WHAT THE TASK REQUIRES >> Reproduce the entries below verbatim, starting at the line containing "--find dog's eye" and continuing through the line containing "(117, 22), (128, 45)", with both of those lines included.

>> begin RECORDS FOR THIS EXERCISE

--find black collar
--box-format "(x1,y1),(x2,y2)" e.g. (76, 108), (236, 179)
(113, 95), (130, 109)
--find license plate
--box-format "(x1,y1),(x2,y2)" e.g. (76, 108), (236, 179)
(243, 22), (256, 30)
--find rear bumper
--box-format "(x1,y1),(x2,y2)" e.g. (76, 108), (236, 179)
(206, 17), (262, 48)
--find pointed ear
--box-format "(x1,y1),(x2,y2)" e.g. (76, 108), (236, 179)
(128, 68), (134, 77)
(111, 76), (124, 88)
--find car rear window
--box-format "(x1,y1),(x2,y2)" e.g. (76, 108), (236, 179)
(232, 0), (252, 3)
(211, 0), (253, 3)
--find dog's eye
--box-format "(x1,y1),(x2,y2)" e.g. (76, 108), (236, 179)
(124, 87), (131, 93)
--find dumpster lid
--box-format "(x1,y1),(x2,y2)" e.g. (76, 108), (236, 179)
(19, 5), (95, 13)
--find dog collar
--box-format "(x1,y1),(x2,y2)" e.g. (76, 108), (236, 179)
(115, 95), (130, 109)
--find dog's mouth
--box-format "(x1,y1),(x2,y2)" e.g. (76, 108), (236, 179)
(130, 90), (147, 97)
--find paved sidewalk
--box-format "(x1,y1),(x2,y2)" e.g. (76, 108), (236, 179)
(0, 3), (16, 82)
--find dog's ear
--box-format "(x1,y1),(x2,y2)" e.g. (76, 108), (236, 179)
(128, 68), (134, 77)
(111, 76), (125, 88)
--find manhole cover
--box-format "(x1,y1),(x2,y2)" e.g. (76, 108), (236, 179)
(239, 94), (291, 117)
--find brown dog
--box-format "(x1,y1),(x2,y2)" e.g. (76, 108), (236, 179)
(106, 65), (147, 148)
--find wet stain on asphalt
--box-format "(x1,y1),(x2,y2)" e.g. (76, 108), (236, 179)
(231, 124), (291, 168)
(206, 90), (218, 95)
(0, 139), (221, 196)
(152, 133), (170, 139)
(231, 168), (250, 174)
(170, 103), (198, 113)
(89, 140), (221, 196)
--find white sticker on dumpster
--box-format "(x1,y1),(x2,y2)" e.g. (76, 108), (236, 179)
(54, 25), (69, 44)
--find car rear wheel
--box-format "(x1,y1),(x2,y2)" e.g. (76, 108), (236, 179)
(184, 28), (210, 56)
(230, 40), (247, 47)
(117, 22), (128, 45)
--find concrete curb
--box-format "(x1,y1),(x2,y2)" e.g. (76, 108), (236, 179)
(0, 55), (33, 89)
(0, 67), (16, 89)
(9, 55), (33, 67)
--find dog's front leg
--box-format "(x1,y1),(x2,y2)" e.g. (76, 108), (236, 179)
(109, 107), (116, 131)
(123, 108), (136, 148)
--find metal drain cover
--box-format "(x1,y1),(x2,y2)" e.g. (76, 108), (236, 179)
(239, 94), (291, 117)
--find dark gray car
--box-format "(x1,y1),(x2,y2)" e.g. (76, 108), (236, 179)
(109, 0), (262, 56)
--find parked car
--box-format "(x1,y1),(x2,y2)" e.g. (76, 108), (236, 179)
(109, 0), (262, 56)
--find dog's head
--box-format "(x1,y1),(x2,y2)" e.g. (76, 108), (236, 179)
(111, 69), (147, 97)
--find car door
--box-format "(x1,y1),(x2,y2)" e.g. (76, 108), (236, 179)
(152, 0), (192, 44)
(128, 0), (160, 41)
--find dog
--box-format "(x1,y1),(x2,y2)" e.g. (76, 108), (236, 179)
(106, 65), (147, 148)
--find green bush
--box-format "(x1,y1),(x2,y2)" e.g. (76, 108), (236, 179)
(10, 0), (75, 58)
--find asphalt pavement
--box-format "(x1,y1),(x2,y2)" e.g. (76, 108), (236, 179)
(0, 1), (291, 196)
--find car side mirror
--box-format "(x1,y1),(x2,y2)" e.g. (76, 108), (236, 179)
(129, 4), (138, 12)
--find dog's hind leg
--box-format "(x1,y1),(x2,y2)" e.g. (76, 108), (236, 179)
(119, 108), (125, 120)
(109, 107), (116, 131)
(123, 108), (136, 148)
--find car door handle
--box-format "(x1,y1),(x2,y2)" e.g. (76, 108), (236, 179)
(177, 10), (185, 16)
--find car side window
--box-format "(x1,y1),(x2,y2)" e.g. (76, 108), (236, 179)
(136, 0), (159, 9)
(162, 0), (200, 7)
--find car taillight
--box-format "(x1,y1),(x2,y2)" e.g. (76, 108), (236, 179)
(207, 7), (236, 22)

>> end RECORDS FOR THIS EXERCISE

OUTPUT >>
--find dog's eye
--box-format "(x1,y1),(x2,y2)" e.g. (76, 108), (236, 179)
(124, 87), (131, 93)
--find dumpster lid
--box-format "(x1,y1),(x2,y2)" e.g. (76, 108), (236, 179)
(19, 5), (95, 13)
--find dog collar
--box-format "(x1,y1),(x2,y2)" e.g. (76, 108), (236, 179)
(115, 95), (130, 109)
--find dog's mouth
--box-format "(x1,y1),(x2,y2)" e.g. (76, 108), (236, 179)
(130, 90), (147, 97)
--find paved sidewalk
--box-format "(x1,y1),(x2,y2)" e.g. (76, 108), (236, 179)
(0, 3), (16, 82)
--find dog's ear
--box-format "(x1,y1),(x2,y2)" e.g. (76, 108), (236, 179)
(128, 68), (134, 77)
(111, 76), (125, 88)
--find manhole cover
--box-format "(x1,y1),(x2,y2)" e.g. (76, 108), (236, 179)
(239, 94), (291, 117)
--find brown dog
--box-format "(x1,y1),(x2,y2)" e.g. (76, 108), (236, 179)
(106, 65), (147, 148)
--find wet stain on asphalt
--box-format "(x1,y1),(x2,y2)" e.g. (76, 108), (236, 179)
(231, 124), (291, 168)
(206, 90), (218, 95)
(0, 139), (221, 196)
(152, 133), (170, 139)
(231, 168), (250, 174)
(170, 103), (198, 113)
(89, 140), (221, 196)
--find white sticker on dumpster
--box-format "(x1,y1),(x2,y2)" e.g. (76, 108), (236, 179)
(54, 25), (69, 44)
--find car rear wheel
--box-format "(x1,y1),(x2,y2)" e.g. (76, 108), (236, 179)
(184, 28), (210, 56)
(230, 40), (247, 47)
(117, 22), (128, 45)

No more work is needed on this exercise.